SECOND AMENDMENT TO TERM LOAN NOTE
Exhibit
10.7
SECOND
AMENDMENT TO TERM LOAN NOTE
THIS SECOND AMENDMENT TO TERM LOAN
NOTE (the “Amendment to
Note”) is made as of March 15, 2010, by and among SUSQUEHANNA
BANK, a Pennsylvania
chartered bank (the “Bank”), as lender and by PURE EARTH RECYCLING
(NJ), INC. a
Delaware corporation with a principal office at 0000 Xxxxxxxxx Xxxxx, Xxxxxxxx,
XX 00000, and REZULTZ,
INCORPORATED, a
New Jersey corporation with a principal office at 0000 Xxxxx Xxxx Xx., Xxxxxxxx,
XX 00000, with joint and several liability (each individually a “Borrower” or
“Obligor” and, collectively, “Borrowers” or “Obligors”).
TERM LOAN NOTE AND
AMENDMENT: The Obligors executed and delivered to Bank a Term
Loan Note (the “Note”),
dated November 12, 2008, and a First Amendment to Term Loan Note (the First
Amendment”), dated as of November 16, 2009, in regard to the Term Loan (as
defined therein) in the principal amount of $8,000,000.

#### RECORD EXTRACTS
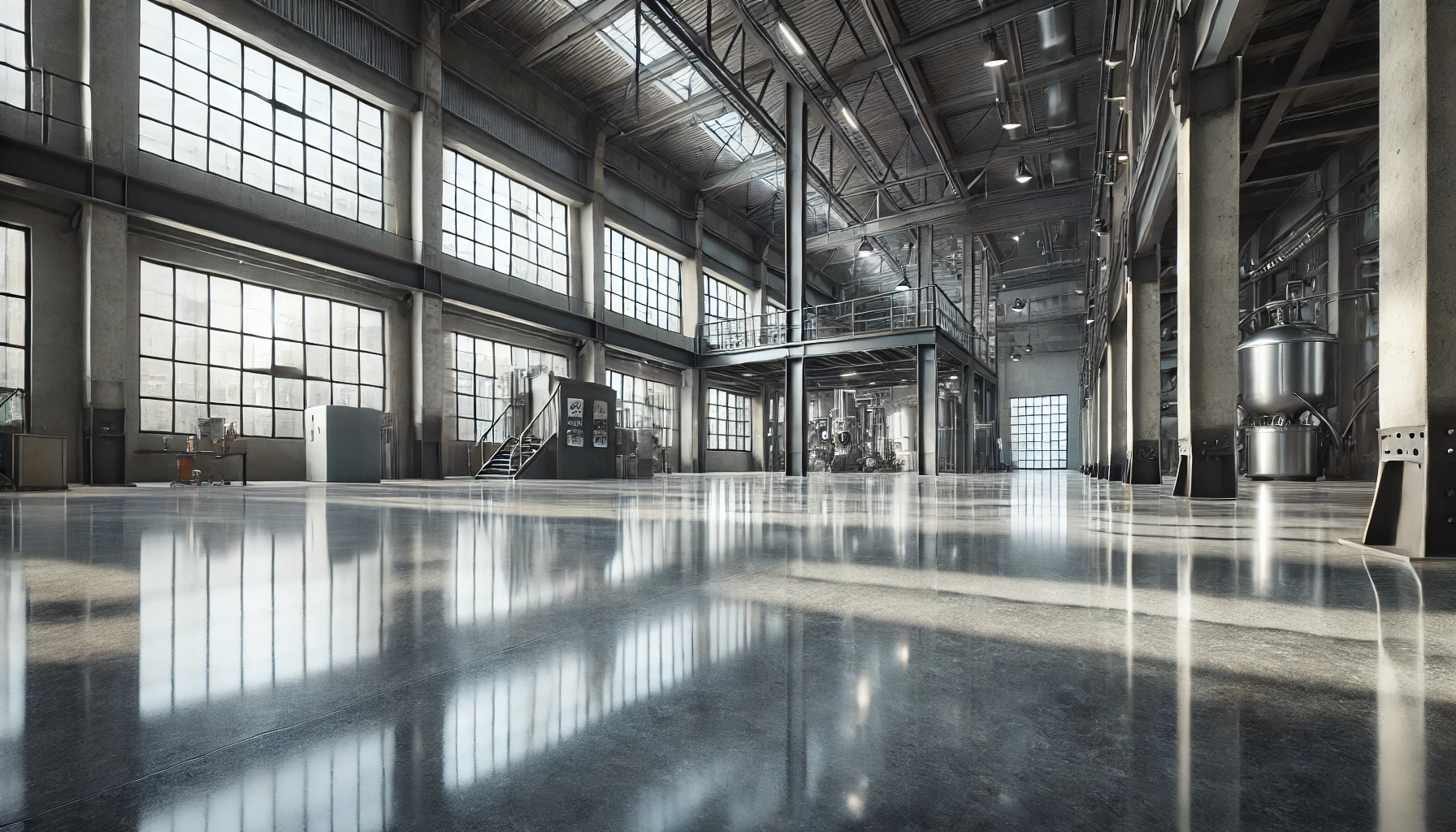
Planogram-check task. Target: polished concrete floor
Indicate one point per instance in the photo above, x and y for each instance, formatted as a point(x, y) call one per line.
point(739, 652)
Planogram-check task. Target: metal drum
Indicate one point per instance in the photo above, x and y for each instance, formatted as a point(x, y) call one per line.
point(1283, 363)
point(1283, 451)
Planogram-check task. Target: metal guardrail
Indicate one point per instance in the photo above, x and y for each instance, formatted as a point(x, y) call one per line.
point(889, 312)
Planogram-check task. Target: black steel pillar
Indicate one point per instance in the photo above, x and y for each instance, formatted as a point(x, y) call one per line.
point(926, 367)
point(795, 395)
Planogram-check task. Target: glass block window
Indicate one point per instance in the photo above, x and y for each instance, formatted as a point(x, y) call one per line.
point(645, 404)
point(730, 422)
point(644, 283)
point(219, 106)
point(500, 223)
point(1038, 431)
point(722, 302)
point(15, 321)
point(255, 356)
point(15, 57)
point(487, 378)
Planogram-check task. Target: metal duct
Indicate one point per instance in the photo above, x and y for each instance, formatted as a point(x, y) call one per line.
point(1055, 35)
point(1062, 104)
point(1066, 165)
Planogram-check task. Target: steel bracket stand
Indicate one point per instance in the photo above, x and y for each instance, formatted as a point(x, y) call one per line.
point(1142, 464)
point(1206, 466)
point(1414, 507)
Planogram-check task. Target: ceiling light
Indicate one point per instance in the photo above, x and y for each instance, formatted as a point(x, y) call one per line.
point(788, 37)
point(994, 56)
point(1008, 114)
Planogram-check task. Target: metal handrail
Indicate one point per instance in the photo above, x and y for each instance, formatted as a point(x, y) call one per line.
point(893, 310)
point(522, 436)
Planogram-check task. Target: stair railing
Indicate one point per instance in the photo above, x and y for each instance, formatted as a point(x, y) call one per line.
point(516, 468)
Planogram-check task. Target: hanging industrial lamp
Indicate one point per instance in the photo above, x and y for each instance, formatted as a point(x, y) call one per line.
point(994, 56)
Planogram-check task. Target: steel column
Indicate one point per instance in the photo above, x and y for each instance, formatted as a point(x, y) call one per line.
point(795, 398)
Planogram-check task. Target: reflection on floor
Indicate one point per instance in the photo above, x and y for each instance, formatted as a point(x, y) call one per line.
point(871, 652)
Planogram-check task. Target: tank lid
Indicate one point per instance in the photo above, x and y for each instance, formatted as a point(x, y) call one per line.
point(1288, 332)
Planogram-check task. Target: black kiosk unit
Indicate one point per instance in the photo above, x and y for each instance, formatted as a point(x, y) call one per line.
point(584, 420)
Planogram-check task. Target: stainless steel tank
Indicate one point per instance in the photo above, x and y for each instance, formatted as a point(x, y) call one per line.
point(1281, 451)
point(1283, 363)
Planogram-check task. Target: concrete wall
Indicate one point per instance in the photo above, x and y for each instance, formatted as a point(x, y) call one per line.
point(79, 356)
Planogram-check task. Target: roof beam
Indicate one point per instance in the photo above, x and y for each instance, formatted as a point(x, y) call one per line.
point(580, 24)
point(954, 32)
point(1320, 41)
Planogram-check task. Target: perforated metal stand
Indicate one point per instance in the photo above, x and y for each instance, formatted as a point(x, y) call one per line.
point(1414, 507)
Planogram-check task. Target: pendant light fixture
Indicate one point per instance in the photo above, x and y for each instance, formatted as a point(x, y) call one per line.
point(994, 56)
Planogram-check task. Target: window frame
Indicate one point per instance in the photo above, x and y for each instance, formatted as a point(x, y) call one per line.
point(1038, 431)
point(730, 420)
point(720, 295)
point(626, 385)
point(29, 319)
point(28, 57)
point(448, 223)
point(618, 282)
point(316, 141)
point(303, 343)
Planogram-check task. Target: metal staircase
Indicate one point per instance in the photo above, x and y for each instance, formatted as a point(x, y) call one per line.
point(518, 451)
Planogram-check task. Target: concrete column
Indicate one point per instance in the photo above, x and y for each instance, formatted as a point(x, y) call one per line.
point(1104, 417)
point(1414, 509)
point(106, 293)
point(108, 64)
point(795, 398)
point(1207, 302)
point(1117, 401)
point(1143, 373)
point(427, 145)
point(930, 410)
point(427, 347)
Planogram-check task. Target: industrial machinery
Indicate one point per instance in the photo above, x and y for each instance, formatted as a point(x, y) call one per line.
point(1286, 382)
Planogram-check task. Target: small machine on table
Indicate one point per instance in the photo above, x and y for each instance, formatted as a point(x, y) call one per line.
point(213, 439)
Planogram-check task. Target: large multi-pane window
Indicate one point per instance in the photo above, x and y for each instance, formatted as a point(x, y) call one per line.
point(1038, 431)
point(730, 422)
point(500, 223)
point(14, 321)
point(14, 54)
point(255, 356)
point(214, 104)
point(644, 283)
point(487, 378)
point(645, 404)
point(722, 302)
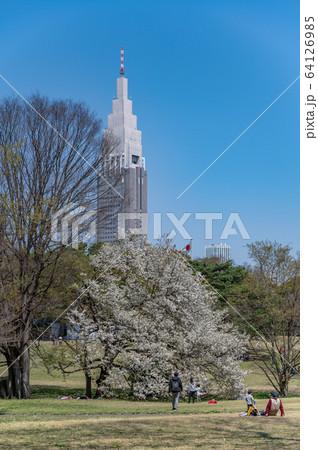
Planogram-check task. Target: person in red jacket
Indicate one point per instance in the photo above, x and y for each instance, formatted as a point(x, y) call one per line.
point(273, 405)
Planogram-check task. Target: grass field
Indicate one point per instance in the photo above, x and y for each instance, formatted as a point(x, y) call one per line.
point(193, 426)
point(48, 422)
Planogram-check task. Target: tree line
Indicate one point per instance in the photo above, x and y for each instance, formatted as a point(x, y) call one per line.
point(143, 310)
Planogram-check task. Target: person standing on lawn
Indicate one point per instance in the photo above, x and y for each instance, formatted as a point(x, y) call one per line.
point(249, 399)
point(273, 405)
point(192, 390)
point(175, 387)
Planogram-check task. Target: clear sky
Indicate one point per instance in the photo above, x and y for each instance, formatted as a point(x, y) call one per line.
point(199, 72)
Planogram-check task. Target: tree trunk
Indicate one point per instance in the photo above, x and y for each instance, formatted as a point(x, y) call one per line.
point(88, 379)
point(19, 371)
point(102, 376)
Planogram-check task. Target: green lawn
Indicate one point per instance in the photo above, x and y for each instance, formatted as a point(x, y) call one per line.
point(191, 431)
point(47, 422)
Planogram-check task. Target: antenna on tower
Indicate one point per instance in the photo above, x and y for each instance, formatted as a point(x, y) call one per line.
point(122, 71)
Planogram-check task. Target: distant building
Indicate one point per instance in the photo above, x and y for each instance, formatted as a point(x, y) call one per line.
point(123, 168)
point(220, 251)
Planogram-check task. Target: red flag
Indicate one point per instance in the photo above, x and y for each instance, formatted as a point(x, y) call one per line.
point(188, 247)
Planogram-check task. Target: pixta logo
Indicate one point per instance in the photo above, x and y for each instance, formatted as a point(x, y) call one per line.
point(70, 222)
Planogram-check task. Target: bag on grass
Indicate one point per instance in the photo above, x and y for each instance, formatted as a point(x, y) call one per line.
point(175, 386)
point(252, 411)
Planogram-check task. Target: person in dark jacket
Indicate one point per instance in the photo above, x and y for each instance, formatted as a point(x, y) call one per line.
point(192, 390)
point(175, 387)
point(273, 405)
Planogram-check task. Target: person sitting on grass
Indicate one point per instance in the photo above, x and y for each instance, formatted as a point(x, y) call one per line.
point(273, 405)
point(199, 393)
point(249, 399)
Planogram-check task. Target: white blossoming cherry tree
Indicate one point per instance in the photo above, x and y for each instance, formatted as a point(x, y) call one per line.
point(150, 314)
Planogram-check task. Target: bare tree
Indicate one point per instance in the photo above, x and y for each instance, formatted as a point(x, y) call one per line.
point(48, 160)
point(269, 299)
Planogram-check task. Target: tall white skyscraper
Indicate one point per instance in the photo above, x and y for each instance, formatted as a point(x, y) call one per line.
point(123, 168)
point(220, 251)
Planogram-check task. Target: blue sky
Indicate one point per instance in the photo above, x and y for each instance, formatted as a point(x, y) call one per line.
point(199, 73)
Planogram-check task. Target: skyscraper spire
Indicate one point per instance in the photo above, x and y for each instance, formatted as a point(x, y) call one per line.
point(122, 71)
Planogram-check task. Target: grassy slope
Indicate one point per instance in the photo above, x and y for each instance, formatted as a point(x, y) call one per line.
point(194, 426)
point(224, 430)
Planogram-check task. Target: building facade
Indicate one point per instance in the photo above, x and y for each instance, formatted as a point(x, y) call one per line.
point(220, 251)
point(122, 188)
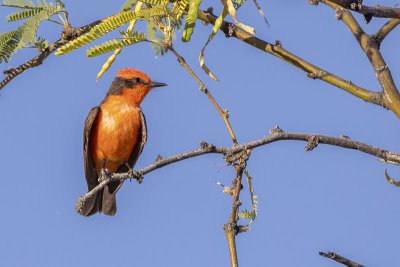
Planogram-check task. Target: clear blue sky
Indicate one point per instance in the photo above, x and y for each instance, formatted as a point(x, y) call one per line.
point(330, 199)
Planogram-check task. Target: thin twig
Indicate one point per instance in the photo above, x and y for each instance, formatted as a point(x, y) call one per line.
point(375, 11)
point(231, 227)
point(204, 89)
point(343, 141)
point(314, 72)
point(391, 95)
point(385, 30)
point(340, 259)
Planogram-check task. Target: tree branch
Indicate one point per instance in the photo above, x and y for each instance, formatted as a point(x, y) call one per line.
point(314, 72)
point(391, 96)
point(277, 135)
point(68, 34)
point(340, 259)
point(368, 11)
point(385, 30)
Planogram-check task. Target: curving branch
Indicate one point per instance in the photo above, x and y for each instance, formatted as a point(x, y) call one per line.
point(385, 30)
point(314, 72)
point(368, 11)
point(340, 259)
point(232, 154)
point(391, 96)
point(68, 34)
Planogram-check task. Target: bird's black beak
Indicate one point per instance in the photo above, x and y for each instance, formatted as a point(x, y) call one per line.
point(155, 84)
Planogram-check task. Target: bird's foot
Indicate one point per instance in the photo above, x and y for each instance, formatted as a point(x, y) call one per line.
point(104, 174)
point(134, 174)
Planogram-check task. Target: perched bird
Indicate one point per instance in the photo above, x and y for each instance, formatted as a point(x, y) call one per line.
point(113, 137)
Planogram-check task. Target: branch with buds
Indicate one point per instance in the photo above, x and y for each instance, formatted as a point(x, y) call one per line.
point(229, 152)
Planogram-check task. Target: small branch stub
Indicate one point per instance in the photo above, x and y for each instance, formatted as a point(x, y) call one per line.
point(313, 2)
point(312, 143)
point(339, 13)
point(276, 130)
point(206, 146)
point(340, 259)
point(318, 75)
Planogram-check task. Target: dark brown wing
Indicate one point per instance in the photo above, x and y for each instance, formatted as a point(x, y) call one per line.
point(109, 206)
point(93, 204)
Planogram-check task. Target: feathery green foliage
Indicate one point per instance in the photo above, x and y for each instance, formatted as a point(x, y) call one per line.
point(41, 44)
point(24, 4)
point(179, 7)
point(113, 23)
point(129, 39)
point(155, 2)
point(8, 44)
point(246, 213)
point(128, 5)
point(99, 30)
point(238, 3)
point(157, 45)
point(26, 33)
point(32, 24)
point(24, 14)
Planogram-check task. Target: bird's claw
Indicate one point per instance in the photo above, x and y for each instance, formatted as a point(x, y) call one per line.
point(104, 174)
point(134, 174)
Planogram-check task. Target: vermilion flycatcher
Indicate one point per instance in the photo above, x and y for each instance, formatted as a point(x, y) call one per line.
point(114, 135)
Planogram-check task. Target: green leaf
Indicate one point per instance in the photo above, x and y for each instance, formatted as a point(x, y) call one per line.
point(24, 14)
point(129, 39)
point(32, 24)
point(8, 44)
point(25, 4)
point(128, 5)
point(99, 30)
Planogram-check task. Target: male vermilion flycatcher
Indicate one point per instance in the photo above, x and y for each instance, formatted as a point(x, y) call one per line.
point(114, 134)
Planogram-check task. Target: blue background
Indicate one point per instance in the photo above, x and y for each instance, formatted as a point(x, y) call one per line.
point(329, 199)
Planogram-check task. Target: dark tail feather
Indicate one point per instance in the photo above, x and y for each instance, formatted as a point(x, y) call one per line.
point(90, 206)
point(104, 201)
point(109, 203)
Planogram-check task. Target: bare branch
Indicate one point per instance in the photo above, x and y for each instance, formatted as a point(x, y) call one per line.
point(391, 95)
point(368, 11)
point(68, 34)
point(385, 30)
point(342, 141)
point(314, 72)
point(340, 259)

#### TASK GOAL
Please give the date as of which the second amendment to the term loan note was made. The data plays no part here.

#### RIGHT ANSWER
March 15, 2010.